■ **Extrait fourni**
"""

Les Juifs s'indignent-ils de ce qu'il viole le sabbat, il
a réponse toute prête.
17. Mais Jésus leur
répondit : Mon Père agit sans cesse, et moi
j'agis aussi.
18. Sur quoi les Juifs
cherchaient encore plus à le faire mourir ; parce que non seulement il
violait le sabbat, mais qu'il disait que Dieu était son Père, se faisant
ainsi égal à Dieu. Jésus répondant, leur dit :
19. En
vérité, en vérité je vous le dis, le Fils ne peut rien faire de lui-même, si
ce n'est ce qu'il voit que le Père fait ; car tout ce que le Père fait, le
Fils le fait pareillement.
20. Car
le Père aime le Fils, et lui montre tout ce qu'il fait ; et il lui
montrera des œuvres encore plus grandes que celles-ci, de sorte que vous en
serez vous-mêmes dans l'adoration.
21. Car,
comme le Père réveille les morts et les rend à la vie, ainsi le Fils vivifie
ceux qu'il veut.
22. Le
Père ne juge personne, mais il a remis tout jugement à son Fils,
23. Afin
que tous honorent le Fils comme ils honorent le Père ; qui n'honore point le
Fils n'honore point le Père qui l'a envoyé,
24. En
vérité, en vérité je vous le dis, celui qui écoute la Parole et croit à celui
qui m'a envoyé a la vie éternelle et ne vient pas en jugement ; mais il a
passé de la mort à la vie.
25. En
vérité, en vérité je vous le dis, vient une heure, [et elle est déjà venue][25] où les morts entendront la voix du Fils de Dieu, et ceux
qui l'auront entendue vivront.
26. Car
comme le Père a la vie en lui-même, ainsi il a donné au Fils d'avoir la vie en
lui-même ;
27. Et
il lui a donné le pouvoir de juger, parce
qu'il est Fils de l'homme[26].
28. Ne
vous en étonnez pas, parce que vient l'heure où tous ceux qui sont dans les
sépulcres entendront la voix du Fils de Dieu.
29. Et
en sortiront, ceux qui auront fait le bien, pour ressusciter à la vie ; mais
ceux qui auront fait le mal, pour ressusciter à leur condamnation.
30. Je
ne puis rien faire de moi-même. Selon que j'entends, je juge ; et mon
jugement est juste, parce que je ne cherche point ma volonté, mais la
volonté de celui qui m'a envoyé.
A part quelques incidentes, ce discours est pleinement
millénariste. Le Verbe est juge des vivants et des morts dans un Premier
jugement, il ressuscite les morts dans une Première résurrection qui
commençait le 15 nisan 789,
l'Apocalypse n'avait pas dit autre chose.

"""

■ **Informations affichées**
"""

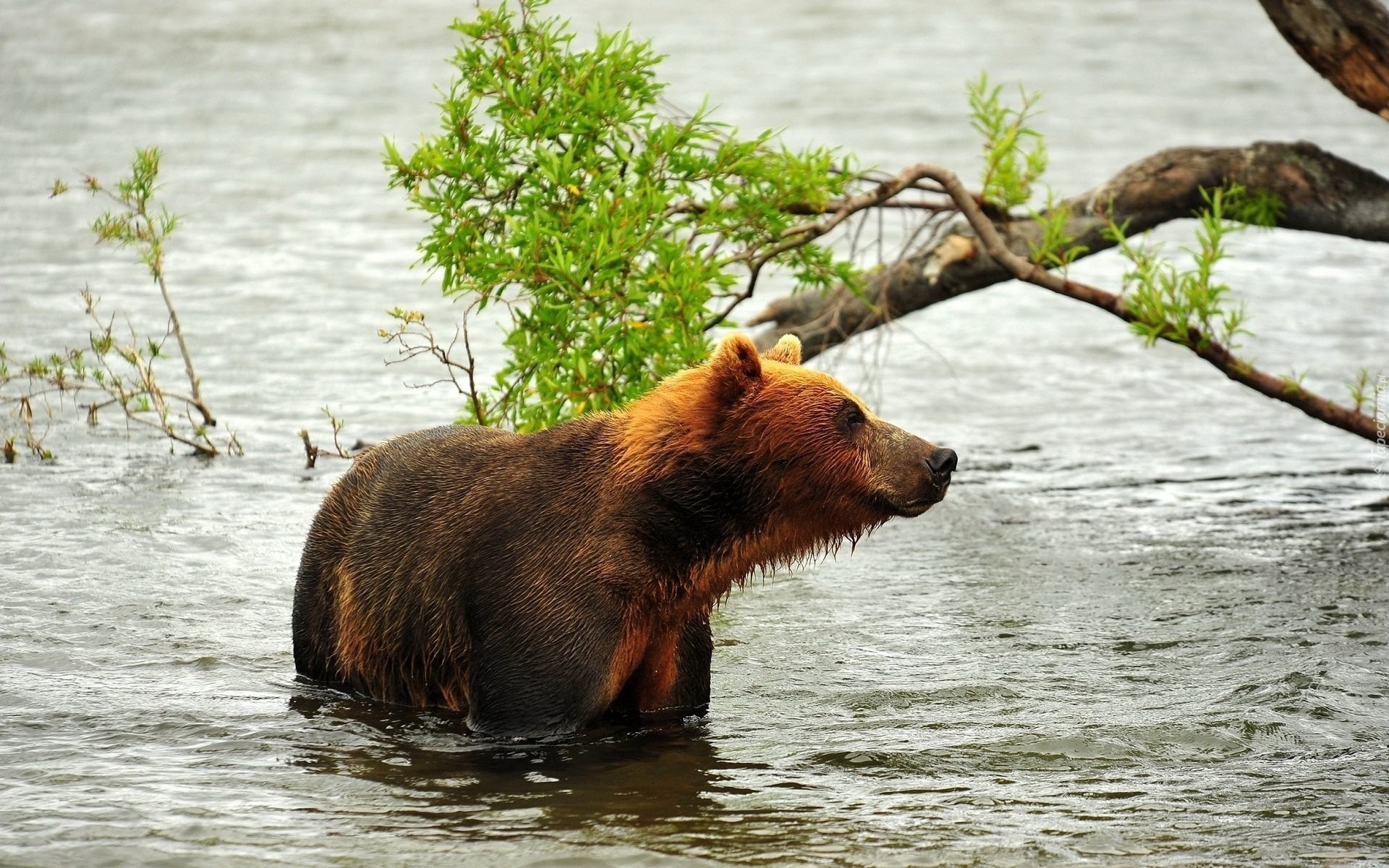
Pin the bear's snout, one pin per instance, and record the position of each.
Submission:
(942, 461)
(913, 474)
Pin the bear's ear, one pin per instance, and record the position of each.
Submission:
(786, 350)
(735, 367)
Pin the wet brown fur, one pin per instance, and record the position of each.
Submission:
(539, 581)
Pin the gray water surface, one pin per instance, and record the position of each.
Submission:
(1146, 628)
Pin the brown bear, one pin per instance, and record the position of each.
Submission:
(539, 582)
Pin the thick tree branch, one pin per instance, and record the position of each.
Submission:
(1345, 41)
(1320, 192)
(1205, 346)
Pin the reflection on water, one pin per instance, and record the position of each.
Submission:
(1146, 628)
(645, 777)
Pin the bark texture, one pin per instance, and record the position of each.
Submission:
(1320, 191)
(1345, 41)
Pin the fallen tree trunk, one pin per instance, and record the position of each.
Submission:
(1320, 193)
(1345, 41)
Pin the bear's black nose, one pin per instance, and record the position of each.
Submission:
(940, 461)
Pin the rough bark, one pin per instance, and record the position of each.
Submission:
(1345, 41)
(1321, 193)
(1205, 346)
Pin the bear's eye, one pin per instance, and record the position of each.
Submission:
(853, 418)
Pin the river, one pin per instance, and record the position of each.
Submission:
(1147, 626)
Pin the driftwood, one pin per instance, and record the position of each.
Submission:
(1320, 191)
(1345, 41)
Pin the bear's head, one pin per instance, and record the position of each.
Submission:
(795, 454)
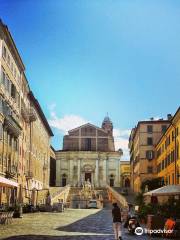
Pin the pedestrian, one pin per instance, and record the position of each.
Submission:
(116, 215)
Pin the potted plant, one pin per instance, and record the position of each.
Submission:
(17, 211)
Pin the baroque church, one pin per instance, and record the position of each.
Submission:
(89, 155)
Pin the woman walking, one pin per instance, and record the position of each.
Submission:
(116, 215)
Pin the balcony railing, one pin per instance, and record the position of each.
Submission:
(32, 115)
(13, 127)
(45, 166)
(11, 171)
(29, 175)
(29, 115)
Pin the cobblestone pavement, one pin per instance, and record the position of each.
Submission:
(82, 224)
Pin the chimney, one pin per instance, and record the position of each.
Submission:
(169, 116)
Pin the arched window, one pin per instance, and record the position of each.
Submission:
(127, 183)
(64, 180)
(111, 180)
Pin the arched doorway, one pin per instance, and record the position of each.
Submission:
(111, 180)
(64, 180)
(127, 183)
(88, 170)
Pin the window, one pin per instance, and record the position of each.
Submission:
(158, 152)
(8, 59)
(173, 136)
(13, 91)
(169, 159)
(172, 156)
(173, 178)
(3, 77)
(163, 128)
(162, 166)
(88, 144)
(177, 131)
(4, 52)
(149, 128)
(150, 169)
(166, 162)
(149, 141)
(150, 154)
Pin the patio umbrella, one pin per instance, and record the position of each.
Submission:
(168, 190)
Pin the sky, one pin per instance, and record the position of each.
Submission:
(85, 58)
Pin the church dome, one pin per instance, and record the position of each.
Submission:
(107, 119)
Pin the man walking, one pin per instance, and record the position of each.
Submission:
(116, 215)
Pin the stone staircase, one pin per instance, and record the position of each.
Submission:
(130, 196)
(55, 193)
(74, 196)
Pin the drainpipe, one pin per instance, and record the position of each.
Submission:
(175, 155)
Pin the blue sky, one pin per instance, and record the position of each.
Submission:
(84, 58)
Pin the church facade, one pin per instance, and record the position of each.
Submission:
(89, 154)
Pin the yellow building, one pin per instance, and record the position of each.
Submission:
(142, 142)
(24, 131)
(167, 151)
(125, 174)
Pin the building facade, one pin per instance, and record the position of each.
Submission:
(125, 174)
(89, 155)
(24, 130)
(142, 142)
(167, 153)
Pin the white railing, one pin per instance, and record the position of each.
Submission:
(117, 196)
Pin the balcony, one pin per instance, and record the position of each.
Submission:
(32, 115)
(45, 166)
(29, 115)
(24, 112)
(12, 126)
(29, 175)
(11, 172)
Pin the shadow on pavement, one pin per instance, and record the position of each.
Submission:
(96, 223)
(45, 237)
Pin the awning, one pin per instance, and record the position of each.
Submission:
(168, 190)
(4, 182)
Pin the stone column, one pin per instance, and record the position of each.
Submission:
(79, 172)
(117, 172)
(70, 172)
(97, 173)
(105, 171)
(92, 179)
(58, 173)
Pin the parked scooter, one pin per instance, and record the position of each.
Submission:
(132, 224)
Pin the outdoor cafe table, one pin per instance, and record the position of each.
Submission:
(6, 217)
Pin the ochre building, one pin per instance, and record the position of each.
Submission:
(89, 154)
(168, 153)
(142, 143)
(24, 130)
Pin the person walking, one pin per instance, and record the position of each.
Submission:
(116, 215)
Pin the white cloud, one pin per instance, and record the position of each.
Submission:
(65, 123)
(121, 140)
(68, 122)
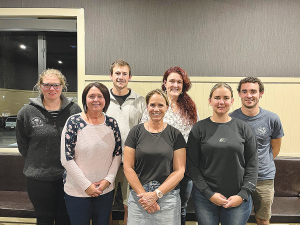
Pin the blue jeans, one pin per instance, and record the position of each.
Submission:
(81, 210)
(208, 213)
(186, 186)
(169, 213)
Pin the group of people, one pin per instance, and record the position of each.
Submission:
(156, 147)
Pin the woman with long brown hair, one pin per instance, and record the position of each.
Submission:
(181, 114)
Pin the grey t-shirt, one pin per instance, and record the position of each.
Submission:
(154, 152)
(265, 125)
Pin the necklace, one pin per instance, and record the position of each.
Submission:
(95, 121)
(158, 133)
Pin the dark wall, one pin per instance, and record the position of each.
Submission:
(205, 37)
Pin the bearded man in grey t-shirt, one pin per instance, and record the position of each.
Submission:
(268, 131)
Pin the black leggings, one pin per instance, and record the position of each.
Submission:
(48, 202)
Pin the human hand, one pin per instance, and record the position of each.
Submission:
(102, 184)
(153, 208)
(93, 191)
(147, 199)
(233, 201)
(218, 199)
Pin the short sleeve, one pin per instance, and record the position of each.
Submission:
(179, 141)
(131, 138)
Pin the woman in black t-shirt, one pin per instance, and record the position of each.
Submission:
(222, 162)
(154, 164)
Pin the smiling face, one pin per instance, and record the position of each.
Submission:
(174, 85)
(250, 95)
(51, 94)
(221, 101)
(120, 77)
(95, 100)
(157, 107)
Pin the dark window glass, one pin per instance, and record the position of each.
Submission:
(62, 55)
(18, 60)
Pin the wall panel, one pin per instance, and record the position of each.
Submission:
(280, 97)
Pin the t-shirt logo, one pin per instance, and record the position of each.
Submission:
(36, 122)
(223, 140)
(261, 130)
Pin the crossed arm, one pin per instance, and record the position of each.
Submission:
(148, 199)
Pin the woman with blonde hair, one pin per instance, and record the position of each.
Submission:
(38, 131)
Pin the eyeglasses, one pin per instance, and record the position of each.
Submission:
(93, 97)
(48, 86)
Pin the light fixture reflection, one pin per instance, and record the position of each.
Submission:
(23, 47)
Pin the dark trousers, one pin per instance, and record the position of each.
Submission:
(83, 209)
(48, 202)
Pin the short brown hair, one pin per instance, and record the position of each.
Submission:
(218, 85)
(51, 73)
(251, 80)
(121, 63)
(103, 90)
(159, 92)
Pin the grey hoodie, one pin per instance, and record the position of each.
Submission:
(38, 138)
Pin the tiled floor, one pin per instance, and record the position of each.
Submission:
(23, 221)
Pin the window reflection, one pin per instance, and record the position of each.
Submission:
(19, 63)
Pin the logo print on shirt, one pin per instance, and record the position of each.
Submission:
(261, 130)
(223, 140)
(36, 122)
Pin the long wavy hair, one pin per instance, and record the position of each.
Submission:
(186, 105)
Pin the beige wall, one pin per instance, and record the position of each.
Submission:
(280, 97)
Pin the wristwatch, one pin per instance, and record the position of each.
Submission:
(159, 193)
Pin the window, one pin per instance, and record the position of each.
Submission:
(24, 54)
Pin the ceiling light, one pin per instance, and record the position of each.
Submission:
(23, 47)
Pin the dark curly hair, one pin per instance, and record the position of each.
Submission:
(185, 103)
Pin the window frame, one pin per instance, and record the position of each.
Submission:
(78, 14)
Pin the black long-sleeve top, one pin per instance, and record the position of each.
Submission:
(222, 157)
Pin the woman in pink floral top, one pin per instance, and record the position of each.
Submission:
(91, 154)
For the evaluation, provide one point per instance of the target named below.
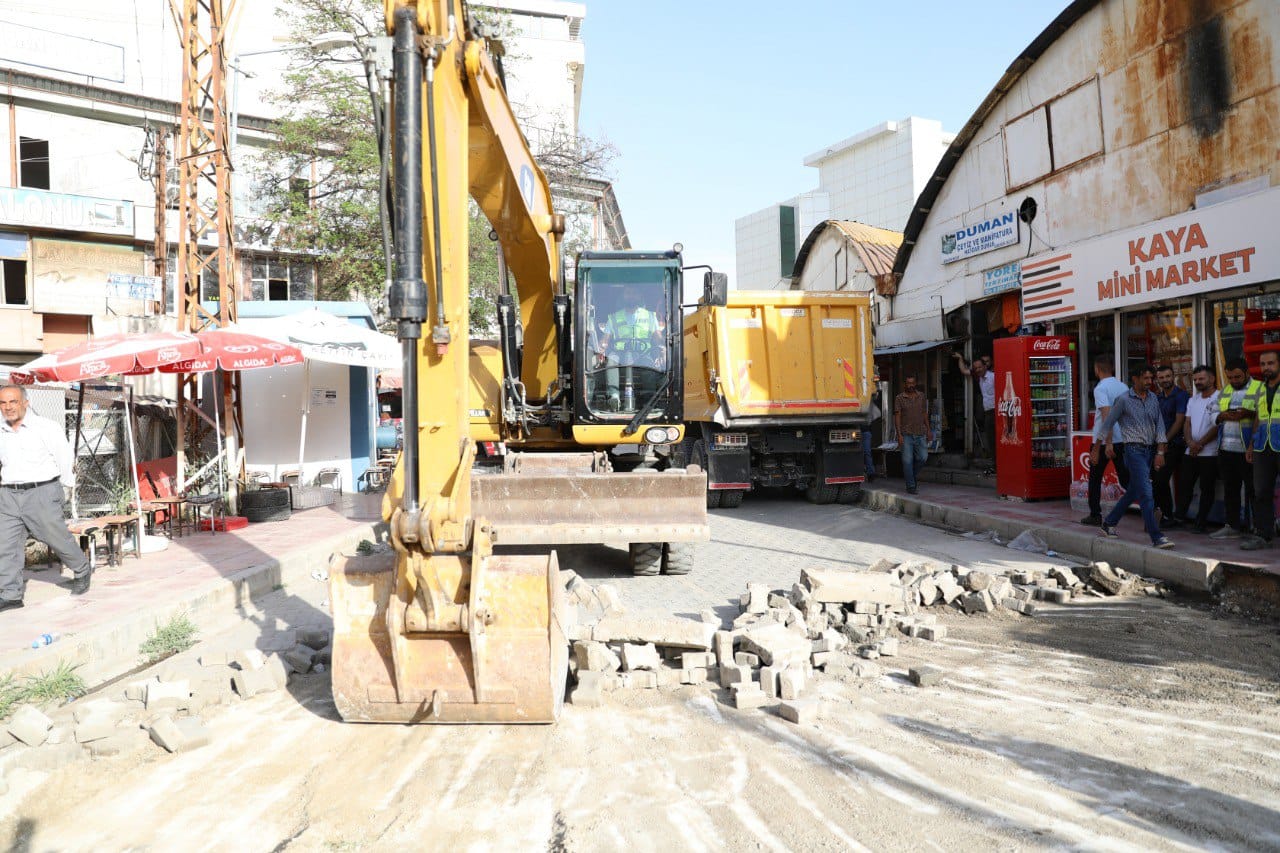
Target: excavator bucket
(589, 507)
(511, 669)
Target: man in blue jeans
(1144, 436)
(912, 422)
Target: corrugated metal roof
(874, 246)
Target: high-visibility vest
(632, 325)
(1248, 402)
(1266, 427)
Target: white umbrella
(324, 337)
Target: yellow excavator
(443, 629)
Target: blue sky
(713, 104)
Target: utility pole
(204, 164)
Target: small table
(117, 527)
(174, 511)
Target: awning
(913, 347)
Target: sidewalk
(1197, 564)
(206, 575)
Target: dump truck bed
(776, 356)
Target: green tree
(318, 181)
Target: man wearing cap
(35, 466)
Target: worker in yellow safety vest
(1238, 407)
(1264, 452)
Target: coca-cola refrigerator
(1034, 416)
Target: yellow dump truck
(777, 393)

"""

■ **Objectif énoncé 1**
Traduisez en anglais la phrase suivante de l'extrait fourni : « Ne vous en étonnez pas, parce que vient l'heure où tous ceux qui sont dans les sépulcres entendront la voix du Fils de Dieu. »
■ **Objectif énoncé 2**
D'après le commentaire final de l'extrait fourni, à quelle date commençait la Première résurrection ?

■ **Sortie complète 1**
Do not be amazed at this, for the hour is coming when all who are in the tombs will hear the voice of the Son of God.

■ **Sortie complète 2**
Le 15 nisan 789.